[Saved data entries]

-- -- --

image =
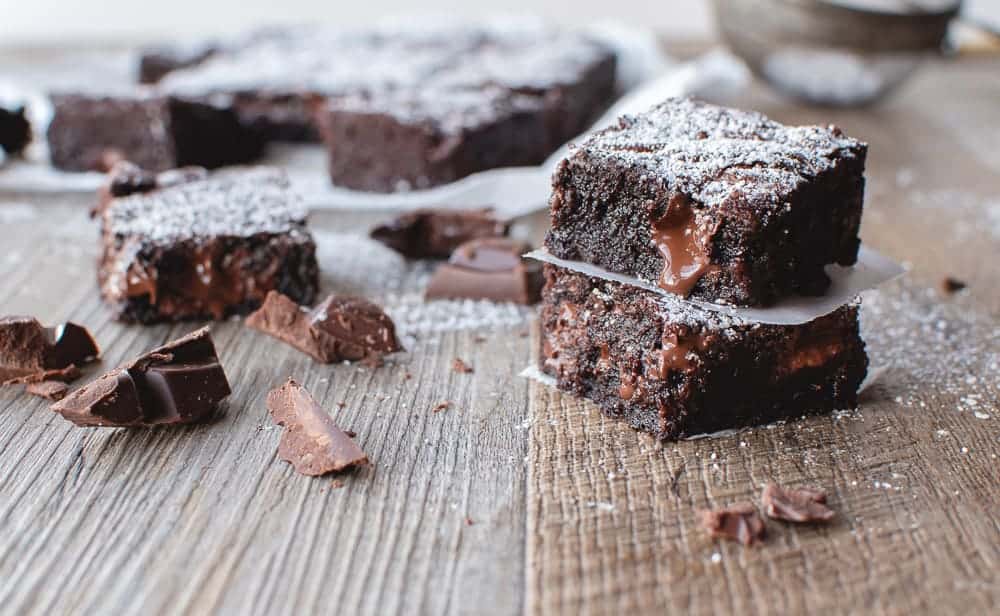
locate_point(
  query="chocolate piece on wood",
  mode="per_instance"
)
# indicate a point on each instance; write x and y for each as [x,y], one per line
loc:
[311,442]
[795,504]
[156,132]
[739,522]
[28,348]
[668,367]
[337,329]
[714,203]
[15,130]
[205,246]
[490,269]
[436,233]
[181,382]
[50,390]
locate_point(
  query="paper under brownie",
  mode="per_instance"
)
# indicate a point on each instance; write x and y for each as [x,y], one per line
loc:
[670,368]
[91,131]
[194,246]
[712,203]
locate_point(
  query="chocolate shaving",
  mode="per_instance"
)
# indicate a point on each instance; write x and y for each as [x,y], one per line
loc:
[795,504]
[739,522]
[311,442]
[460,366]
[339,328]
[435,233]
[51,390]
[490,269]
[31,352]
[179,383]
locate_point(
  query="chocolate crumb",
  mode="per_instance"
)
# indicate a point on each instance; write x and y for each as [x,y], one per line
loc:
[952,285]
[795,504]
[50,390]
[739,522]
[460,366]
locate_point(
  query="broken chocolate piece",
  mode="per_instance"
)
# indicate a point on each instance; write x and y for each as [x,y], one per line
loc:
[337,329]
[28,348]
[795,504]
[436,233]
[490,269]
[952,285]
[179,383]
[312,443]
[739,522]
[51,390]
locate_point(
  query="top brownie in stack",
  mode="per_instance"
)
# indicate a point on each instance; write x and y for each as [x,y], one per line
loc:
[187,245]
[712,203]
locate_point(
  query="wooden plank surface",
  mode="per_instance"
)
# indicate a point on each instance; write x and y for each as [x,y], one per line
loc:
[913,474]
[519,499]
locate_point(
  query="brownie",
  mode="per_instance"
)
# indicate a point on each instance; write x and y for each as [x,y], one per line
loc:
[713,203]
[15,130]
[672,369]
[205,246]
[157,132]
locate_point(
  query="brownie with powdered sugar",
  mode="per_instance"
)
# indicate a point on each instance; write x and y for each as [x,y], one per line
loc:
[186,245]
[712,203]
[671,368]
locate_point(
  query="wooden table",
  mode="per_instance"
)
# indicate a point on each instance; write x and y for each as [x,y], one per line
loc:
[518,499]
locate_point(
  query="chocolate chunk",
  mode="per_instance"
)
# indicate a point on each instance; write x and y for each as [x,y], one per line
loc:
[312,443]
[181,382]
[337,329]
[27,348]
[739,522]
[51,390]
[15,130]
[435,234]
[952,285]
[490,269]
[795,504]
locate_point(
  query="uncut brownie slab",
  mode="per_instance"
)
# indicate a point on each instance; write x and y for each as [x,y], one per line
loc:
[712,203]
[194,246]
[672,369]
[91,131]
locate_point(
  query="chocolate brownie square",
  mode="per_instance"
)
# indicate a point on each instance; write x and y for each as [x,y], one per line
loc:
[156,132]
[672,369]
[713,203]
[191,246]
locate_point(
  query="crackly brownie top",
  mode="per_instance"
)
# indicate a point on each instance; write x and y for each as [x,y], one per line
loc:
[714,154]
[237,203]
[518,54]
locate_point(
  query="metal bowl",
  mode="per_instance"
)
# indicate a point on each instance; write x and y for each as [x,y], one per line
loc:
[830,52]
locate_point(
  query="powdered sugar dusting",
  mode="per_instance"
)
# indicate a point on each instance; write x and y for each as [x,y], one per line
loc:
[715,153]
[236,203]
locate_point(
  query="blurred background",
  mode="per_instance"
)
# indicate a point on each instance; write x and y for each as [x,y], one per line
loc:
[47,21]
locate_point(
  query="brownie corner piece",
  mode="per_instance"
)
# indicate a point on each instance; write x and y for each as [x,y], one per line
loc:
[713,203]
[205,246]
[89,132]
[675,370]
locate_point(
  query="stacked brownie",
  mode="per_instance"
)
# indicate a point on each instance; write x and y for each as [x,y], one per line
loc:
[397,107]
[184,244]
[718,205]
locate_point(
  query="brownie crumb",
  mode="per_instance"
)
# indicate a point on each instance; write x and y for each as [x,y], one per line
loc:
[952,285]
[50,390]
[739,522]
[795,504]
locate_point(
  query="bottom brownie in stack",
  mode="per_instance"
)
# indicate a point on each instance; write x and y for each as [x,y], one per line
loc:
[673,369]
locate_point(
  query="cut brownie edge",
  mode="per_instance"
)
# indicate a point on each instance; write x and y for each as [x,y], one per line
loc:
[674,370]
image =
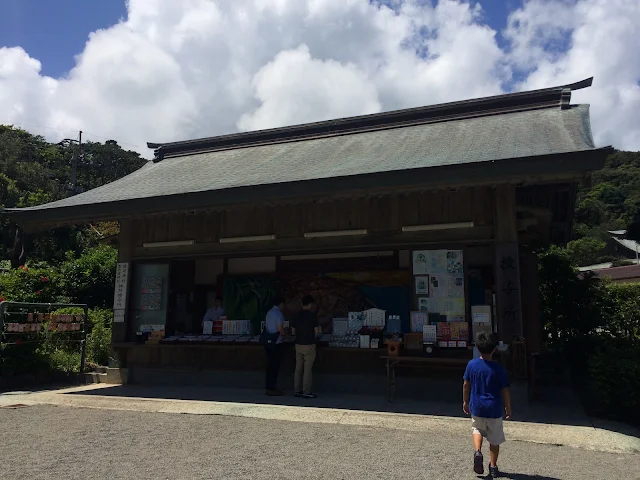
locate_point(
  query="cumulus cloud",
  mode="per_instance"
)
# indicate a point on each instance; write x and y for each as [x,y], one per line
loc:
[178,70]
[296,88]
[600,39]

-- -- --

Request: Leaving out the pictures, repeat the data above exactly.

Complete answer:
image =
locate_point(
  query="chocolate piece on wood",
  mode="per_instance"
)
# indicate a point on each instance; write x and y for each as [x,y], one per line
loc:
[311,442]
[795,504]
[156,132]
[739,522]
[28,348]
[668,367]
[337,329]
[714,203]
[15,130]
[205,246]
[490,269]
[436,233]
[181,382]
[50,390]
locate_point(
  query="paper under brownie",
  mode="per_instance"
)
# indicate a point on each instance; write x and y for each as [x,y], one per line
loc:
[670,368]
[91,131]
[194,246]
[712,203]
locate_point(
  query="chocolate shaving",
  mode="per_instance"
)
# indicate a point on each instance; write x and y for each as [x,y], one per line
loc:
[795,504]
[739,522]
[311,442]
[460,366]
[339,328]
[435,233]
[51,390]
[490,269]
[31,352]
[179,383]
locate_point(
  query="chocolate crumb",
  mode="per_instance"
)
# indicate a point on each instance; write x and y for each as [x,y], one per line
loc:
[952,285]
[795,504]
[50,390]
[739,522]
[460,366]
locate_point(
  query="broken chocolate piece",
  mode="per_instance"
)
# indicate a point on each instance; write x and y for each as [x,y], one per line
loc:
[337,329]
[28,348]
[795,504]
[436,233]
[490,269]
[952,285]
[179,383]
[312,443]
[739,522]
[51,390]
locate_point(
  query="top brownie in stack",
  mode="per_instance"
)
# indicate a point on each instance; write x and y for each as [x,y], one per line
loc:
[187,245]
[712,203]
locate_point(
  query="wooden plank surface",
  mode="per_instance"
)
# indicate a point on each instance; write x and y for each as [x,y], one per line
loc:
[913,474]
[519,499]
locate_point(
  query="brownie",
  mode="per_instance"
)
# indicate a point on each instance; write x and y for each as [x,y], one per line
loc:
[713,203]
[15,130]
[672,369]
[205,246]
[157,132]
locate_point(
  query="brownie with powdered sugar",
  mode="per_instance"
)
# indicate a point on each instance; write x and y for each as [x,y], one per line
loc:
[186,245]
[712,203]
[671,368]
locate_point(
  query="wooden table",
  mode="per_instance"
)
# indicate a point on each instance; write x and y for each as [x,y], one per line
loc:
[518,499]
locate_point(
  query="chocolate chunk",
  mode="per_instance"
)
# indicate a point on each instance; write x and y for each as [x,y], one per line
loc:
[312,443]
[181,382]
[337,329]
[27,348]
[739,522]
[51,390]
[15,130]
[435,234]
[952,285]
[490,269]
[795,504]
locate_point(
  query="uncut brownie slab",
  mode="per_instance"
)
# indicate a point on each instance; write x and y for each as [x,y], one per line
loc:
[712,203]
[194,246]
[672,369]
[91,131]
locate_point(
  query="chocolate brownie square",
  mode="per_instance"
)
# indicate a point on each instance; write x and y for each as [x,y], one per line
loc:
[156,132]
[672,369]
[713,203]
[191,246]
locate_point(
  query="crackly brownie top",
  mode="per_instance"
)
# indicate a point on each instance; write x and y for each as [x,y], one per line
loc:
[714,154]
[237,203]
[518,54]
locate_point(
  query="metal bowl",
  mode="per_instance"
)
# indicate a point on each instance; write x and y for each as [x,y], one per line
loc:
[830,52]
locate_point(
  query="powdered sugar dusting",
  mode="per_instance"
)
# indicate a point on each instance; write x and y for each as [x,y], one per line
loc:
[715,153]
[236,203]
locate_point(
  query="blurred background",
  mode="per_instance"
)
# indicate a point on each instance; write x and y for each as [x,y], one per line
loc:
[47,21]
locate_point(
  query="brownie corner piece",
  mode="per_instance"
)
# indicate a point on each instance; write x and y for each as [x,y], one per line
loc:
[713,203]
[205,246]
[89,132]
[675,370]
locate_point(
  query="stacked brownie",
  mode="per_instance"
)
# indicate a point on each instance; write x and y for each as [x,y], one per line
loc:
[397,107]
[184,244]
[718,205]
locate_point(
  query="brownie crumb",
  mode="per_instance"
)
# indicate a point on each instance; write x and y for each as [x,y], one per line
loc:
[952,285]
[50,390]
[739,522]
[795,504]
locate_point(
  query="bottom brownie in stack",
  mode="per_instance"
)
# indicate a point on each instance; write x and y for each as [x,y], one per line
loc:
[673,369]
locate_point(
  query="cut brownie edge",
  mode="per_instance"
)
# indicate a point on each instance; write x and y for each as [x,y], one per line
loc:
[674,370]
image =
locate_point(
  query="cumulus cloud",
  mode="per_instance"
)
# indicate a point on each instance; write x and y for each as [x,y], one per line
loc:
[178,70]
[296,88]
[600,39]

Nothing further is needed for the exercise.